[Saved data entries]
* * *
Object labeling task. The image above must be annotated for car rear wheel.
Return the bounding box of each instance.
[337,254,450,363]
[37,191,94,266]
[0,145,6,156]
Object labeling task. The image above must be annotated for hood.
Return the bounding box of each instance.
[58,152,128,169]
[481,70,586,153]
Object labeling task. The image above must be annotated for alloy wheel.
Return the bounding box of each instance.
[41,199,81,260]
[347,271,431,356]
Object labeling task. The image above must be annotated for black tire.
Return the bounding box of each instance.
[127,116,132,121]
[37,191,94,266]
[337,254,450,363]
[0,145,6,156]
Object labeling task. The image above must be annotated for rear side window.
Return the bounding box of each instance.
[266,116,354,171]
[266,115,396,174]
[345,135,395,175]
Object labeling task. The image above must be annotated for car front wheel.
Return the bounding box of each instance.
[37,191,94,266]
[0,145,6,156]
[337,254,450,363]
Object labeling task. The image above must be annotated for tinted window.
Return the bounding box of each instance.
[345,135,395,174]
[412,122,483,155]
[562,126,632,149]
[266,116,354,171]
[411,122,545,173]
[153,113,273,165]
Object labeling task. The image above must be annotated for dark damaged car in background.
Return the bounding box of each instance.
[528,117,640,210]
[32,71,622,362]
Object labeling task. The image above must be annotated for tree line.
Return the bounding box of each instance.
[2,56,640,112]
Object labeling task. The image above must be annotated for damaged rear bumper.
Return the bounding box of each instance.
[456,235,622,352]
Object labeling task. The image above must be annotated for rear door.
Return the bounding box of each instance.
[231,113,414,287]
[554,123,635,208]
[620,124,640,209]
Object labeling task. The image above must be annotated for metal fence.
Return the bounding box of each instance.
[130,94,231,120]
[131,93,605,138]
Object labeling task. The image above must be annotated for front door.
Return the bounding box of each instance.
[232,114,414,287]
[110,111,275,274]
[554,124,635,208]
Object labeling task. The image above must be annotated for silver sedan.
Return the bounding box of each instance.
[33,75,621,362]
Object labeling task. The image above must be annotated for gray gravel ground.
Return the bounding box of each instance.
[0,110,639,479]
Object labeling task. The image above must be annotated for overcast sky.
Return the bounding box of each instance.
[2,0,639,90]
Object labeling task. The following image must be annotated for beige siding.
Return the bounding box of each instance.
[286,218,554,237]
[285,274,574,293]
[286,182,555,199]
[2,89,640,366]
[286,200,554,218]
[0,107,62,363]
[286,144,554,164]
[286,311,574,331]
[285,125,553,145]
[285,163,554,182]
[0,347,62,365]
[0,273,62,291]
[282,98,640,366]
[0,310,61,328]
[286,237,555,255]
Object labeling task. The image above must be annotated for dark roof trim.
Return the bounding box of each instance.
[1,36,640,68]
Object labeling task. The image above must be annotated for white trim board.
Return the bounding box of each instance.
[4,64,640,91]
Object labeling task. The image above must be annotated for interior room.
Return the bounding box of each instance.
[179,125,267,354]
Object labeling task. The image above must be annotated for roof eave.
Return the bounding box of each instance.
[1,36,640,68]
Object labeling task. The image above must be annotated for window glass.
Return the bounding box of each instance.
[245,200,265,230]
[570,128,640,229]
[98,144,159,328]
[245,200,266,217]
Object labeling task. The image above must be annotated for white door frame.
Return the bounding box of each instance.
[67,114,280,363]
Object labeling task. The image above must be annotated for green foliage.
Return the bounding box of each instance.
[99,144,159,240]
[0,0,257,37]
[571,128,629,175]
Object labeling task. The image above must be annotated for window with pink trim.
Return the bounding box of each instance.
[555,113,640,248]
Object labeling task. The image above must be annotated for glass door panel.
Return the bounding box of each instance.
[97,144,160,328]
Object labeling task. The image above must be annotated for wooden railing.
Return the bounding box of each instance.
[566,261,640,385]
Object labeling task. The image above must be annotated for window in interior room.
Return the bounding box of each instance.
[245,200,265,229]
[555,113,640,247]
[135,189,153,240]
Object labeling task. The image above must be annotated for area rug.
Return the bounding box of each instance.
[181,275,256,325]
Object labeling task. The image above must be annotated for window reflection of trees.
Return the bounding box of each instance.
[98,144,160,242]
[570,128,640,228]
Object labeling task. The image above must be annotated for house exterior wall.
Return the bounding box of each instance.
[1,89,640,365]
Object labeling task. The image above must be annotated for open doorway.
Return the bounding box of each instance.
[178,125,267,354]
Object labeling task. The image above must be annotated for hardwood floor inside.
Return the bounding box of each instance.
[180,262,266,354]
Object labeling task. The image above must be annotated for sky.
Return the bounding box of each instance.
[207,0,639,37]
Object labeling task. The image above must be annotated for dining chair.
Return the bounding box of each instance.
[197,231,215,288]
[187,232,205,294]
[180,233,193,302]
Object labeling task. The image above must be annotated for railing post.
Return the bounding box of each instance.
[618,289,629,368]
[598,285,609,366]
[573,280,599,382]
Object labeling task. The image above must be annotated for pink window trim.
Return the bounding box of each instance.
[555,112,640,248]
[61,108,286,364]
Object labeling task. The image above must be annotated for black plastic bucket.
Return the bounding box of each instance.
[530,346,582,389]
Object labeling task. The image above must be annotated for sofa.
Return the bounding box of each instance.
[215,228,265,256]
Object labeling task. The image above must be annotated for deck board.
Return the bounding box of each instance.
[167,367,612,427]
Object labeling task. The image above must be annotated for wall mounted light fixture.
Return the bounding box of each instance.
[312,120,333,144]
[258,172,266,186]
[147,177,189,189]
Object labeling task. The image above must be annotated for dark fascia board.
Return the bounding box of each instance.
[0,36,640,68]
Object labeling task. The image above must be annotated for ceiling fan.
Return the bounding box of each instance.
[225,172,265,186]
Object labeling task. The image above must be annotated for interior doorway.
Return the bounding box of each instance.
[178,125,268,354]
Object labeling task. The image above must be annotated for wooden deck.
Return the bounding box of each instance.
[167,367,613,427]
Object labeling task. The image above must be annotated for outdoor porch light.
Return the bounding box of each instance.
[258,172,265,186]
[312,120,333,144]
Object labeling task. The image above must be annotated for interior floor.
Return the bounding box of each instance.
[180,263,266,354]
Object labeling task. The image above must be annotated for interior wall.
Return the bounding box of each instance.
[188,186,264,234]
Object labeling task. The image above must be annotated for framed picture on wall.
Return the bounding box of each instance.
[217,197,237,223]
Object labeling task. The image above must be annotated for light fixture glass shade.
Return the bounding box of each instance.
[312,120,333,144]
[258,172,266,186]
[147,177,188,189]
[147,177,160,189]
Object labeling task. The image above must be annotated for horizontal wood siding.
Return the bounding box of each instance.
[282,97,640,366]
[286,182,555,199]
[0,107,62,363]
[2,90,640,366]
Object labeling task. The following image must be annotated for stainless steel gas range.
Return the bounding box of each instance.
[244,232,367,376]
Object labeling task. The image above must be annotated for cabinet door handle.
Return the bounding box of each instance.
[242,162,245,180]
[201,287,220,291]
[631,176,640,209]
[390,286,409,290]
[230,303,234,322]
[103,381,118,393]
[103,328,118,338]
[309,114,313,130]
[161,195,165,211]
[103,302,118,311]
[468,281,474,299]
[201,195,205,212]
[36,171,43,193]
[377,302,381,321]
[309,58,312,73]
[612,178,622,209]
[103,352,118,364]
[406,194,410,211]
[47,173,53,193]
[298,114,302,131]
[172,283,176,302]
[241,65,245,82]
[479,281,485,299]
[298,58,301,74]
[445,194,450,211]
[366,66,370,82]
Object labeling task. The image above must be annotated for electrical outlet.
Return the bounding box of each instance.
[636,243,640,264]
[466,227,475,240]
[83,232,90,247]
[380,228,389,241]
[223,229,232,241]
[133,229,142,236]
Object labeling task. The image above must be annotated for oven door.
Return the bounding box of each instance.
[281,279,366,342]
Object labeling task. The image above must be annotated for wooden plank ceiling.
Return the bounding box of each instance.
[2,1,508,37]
* * *
Activity ::
Say how many lines of the entries hold the string "board". Nothing but the number should be given.

Task response ::
3